**STATED GOAL**
Starting at the line that contains "the butterfly forewing" and ending at the last of the entries, write those lines out again with "marker" changed to "dot" and nothing else altered.

**RECORDS FOR THIS TASK**
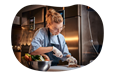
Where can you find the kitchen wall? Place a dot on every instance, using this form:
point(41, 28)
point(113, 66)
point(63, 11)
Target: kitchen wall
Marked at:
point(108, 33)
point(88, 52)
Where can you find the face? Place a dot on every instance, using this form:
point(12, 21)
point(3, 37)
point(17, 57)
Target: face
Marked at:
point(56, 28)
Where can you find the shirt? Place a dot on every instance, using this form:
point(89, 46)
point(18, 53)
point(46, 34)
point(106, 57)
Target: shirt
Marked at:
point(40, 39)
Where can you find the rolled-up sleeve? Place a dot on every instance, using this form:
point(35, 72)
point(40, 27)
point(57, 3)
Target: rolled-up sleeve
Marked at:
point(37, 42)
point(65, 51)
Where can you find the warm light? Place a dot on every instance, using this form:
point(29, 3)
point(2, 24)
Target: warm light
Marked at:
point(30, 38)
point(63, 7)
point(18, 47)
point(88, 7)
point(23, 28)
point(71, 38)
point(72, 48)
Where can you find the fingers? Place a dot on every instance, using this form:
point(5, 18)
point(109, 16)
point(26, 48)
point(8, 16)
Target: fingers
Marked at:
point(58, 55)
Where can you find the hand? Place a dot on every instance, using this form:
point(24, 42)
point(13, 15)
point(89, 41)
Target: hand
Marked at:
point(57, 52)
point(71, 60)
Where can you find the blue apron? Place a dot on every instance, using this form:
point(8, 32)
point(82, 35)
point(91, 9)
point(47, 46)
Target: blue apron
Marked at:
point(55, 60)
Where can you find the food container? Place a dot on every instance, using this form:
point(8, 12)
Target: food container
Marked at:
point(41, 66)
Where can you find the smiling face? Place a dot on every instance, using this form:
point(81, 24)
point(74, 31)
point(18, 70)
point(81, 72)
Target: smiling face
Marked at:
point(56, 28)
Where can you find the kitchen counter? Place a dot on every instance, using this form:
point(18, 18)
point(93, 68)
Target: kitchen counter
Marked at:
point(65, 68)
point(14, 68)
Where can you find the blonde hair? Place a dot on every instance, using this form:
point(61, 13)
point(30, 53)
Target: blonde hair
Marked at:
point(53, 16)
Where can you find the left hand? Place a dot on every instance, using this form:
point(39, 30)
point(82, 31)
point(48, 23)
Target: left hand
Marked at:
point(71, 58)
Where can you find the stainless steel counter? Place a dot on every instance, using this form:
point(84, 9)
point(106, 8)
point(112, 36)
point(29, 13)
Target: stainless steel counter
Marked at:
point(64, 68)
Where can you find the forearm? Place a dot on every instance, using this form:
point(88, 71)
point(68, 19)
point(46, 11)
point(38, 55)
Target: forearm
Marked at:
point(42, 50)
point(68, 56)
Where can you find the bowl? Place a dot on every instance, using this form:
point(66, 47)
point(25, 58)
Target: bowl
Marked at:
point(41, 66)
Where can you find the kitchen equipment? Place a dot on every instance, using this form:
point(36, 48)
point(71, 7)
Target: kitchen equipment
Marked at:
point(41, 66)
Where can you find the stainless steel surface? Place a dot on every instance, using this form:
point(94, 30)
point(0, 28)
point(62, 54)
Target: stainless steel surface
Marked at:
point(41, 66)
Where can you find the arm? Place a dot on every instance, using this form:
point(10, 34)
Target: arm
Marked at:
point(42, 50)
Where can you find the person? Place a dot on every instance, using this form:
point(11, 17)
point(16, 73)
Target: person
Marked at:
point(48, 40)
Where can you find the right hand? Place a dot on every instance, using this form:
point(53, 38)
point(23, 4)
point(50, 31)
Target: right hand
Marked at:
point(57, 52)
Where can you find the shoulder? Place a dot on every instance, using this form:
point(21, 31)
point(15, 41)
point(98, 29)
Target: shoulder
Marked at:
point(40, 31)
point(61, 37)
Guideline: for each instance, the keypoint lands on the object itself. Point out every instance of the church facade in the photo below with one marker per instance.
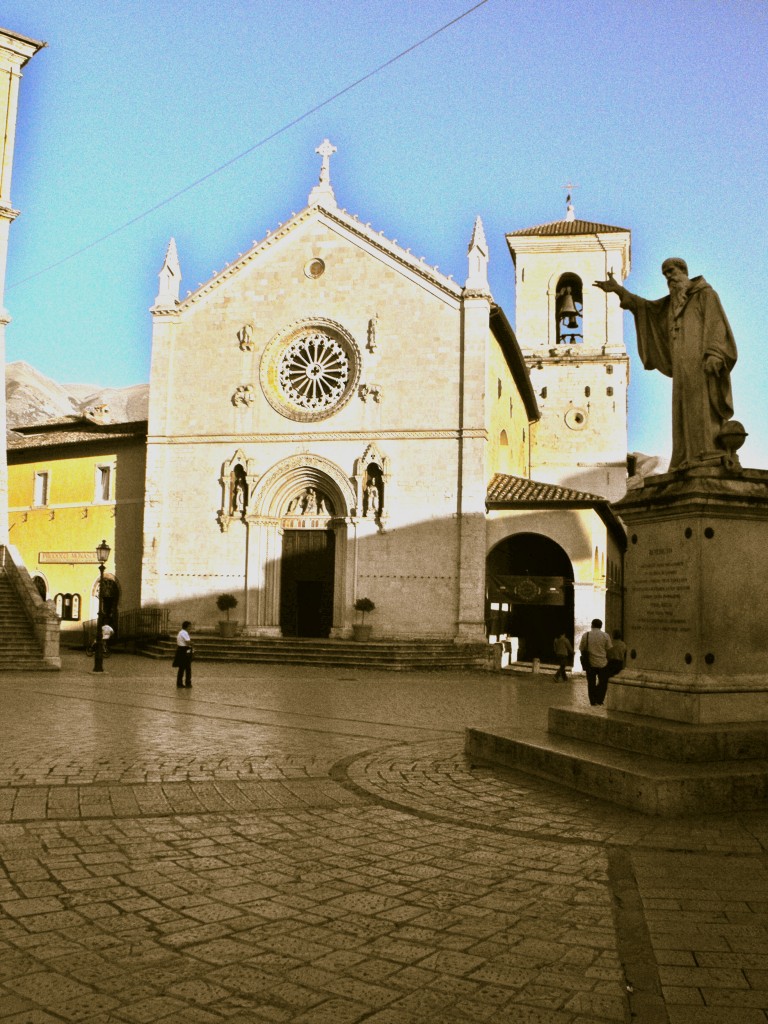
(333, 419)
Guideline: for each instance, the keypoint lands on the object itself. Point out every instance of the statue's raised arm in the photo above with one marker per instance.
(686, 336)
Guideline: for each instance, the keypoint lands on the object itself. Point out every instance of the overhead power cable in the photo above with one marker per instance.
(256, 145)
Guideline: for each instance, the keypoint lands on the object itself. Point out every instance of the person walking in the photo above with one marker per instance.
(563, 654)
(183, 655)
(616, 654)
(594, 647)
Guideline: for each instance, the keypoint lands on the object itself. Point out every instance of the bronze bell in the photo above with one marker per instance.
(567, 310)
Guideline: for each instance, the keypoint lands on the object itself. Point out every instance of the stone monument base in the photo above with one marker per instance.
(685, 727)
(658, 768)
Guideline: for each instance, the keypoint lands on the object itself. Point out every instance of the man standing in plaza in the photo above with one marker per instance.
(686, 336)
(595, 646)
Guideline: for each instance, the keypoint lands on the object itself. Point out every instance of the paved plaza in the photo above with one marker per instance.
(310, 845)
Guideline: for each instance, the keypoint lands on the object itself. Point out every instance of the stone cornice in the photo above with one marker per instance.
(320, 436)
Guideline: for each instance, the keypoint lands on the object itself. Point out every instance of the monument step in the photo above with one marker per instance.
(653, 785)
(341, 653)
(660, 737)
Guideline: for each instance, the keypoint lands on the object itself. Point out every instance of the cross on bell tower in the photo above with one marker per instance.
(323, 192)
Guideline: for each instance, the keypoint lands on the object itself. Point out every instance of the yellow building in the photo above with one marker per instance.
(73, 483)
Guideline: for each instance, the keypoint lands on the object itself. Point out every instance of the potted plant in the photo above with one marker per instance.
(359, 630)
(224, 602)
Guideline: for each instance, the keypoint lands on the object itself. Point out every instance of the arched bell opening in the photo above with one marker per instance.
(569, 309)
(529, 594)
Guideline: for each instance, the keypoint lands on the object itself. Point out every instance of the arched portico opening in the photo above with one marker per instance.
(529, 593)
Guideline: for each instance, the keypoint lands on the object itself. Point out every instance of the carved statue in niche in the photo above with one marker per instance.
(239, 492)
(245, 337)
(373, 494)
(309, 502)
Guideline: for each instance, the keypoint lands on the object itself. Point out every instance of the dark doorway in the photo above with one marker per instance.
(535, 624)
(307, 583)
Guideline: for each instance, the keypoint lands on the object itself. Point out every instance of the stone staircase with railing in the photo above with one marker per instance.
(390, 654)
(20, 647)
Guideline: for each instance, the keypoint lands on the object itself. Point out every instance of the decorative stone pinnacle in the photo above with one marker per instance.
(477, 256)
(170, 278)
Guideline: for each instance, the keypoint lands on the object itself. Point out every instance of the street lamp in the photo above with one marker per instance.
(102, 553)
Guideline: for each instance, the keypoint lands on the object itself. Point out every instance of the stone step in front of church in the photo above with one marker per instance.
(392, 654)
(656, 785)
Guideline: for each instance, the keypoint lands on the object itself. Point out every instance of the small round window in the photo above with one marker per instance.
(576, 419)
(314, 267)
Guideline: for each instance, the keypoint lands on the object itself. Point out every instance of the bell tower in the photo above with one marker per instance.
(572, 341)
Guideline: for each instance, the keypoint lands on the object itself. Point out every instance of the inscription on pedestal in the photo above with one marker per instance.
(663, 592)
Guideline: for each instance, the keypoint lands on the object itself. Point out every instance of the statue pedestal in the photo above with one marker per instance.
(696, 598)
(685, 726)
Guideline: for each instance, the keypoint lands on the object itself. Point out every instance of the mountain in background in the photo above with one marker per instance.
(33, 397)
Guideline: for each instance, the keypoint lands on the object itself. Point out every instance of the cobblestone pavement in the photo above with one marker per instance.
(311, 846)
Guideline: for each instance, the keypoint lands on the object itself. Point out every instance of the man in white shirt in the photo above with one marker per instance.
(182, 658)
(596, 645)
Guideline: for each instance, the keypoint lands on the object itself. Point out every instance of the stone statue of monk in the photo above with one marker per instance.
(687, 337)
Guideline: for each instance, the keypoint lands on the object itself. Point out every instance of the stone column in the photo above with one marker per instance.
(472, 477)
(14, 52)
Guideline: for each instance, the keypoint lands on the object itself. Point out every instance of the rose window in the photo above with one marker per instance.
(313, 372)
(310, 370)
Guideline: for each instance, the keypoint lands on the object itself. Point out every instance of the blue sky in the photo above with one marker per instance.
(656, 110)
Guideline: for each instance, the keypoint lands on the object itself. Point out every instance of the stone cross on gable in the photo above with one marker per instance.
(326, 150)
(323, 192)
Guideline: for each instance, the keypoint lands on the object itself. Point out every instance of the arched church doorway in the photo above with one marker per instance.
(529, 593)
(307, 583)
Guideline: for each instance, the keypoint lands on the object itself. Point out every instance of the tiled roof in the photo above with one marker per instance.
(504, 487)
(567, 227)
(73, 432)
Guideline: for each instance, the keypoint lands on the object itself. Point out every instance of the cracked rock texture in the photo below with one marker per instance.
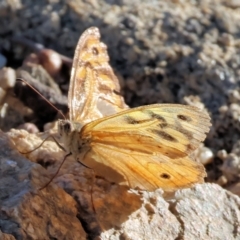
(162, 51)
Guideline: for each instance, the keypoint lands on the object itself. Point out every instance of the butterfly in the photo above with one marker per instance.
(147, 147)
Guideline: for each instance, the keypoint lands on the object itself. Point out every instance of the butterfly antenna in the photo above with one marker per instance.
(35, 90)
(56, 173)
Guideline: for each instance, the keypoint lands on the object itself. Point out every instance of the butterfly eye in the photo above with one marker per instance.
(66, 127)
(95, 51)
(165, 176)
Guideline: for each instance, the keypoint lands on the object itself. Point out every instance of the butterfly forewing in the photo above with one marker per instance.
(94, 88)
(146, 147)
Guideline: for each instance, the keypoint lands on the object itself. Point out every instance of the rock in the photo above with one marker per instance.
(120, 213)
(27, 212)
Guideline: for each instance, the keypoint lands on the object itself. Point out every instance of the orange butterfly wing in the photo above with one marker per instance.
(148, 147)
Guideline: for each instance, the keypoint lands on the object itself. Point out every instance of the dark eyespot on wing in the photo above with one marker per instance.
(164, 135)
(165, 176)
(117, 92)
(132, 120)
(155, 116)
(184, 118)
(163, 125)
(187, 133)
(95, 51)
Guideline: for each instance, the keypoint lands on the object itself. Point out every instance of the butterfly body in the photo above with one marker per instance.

**SOLUTION FOR THIS TASK**
Guideline: for each instance, the keypoint lands on the object itself. Point out every instance of the butterfly forewing in the photo above with one dot per instance.
(94, 88)
(146, 147)
Guideline: for each instance, the keypoint lands on the object itself. Point out every instance of the rock in the photo above with one dot per instance.
(120, 213)
(27, 212)
Guideline: for each instance, the keypoint lands on the object itself. Point out every instance of the orange butterfly wing in the photo above with one dot per instance.
(148, 147)
Guideline: for each instance, the keypoint lands on the object itself. Point out every instance of the dark eyespot on wing in the photo above with one dot per instance.
(164, 135)
(165, 176)
(117, 92)
(132, 120)
(155, 116)
(184, 118)
(163, 125)
(187, 133)
(95, 51)
Guideline: for each instance, the keypoint lands on the object itself. Point out every instance of the butterfly body in the photo above with one dot per instance.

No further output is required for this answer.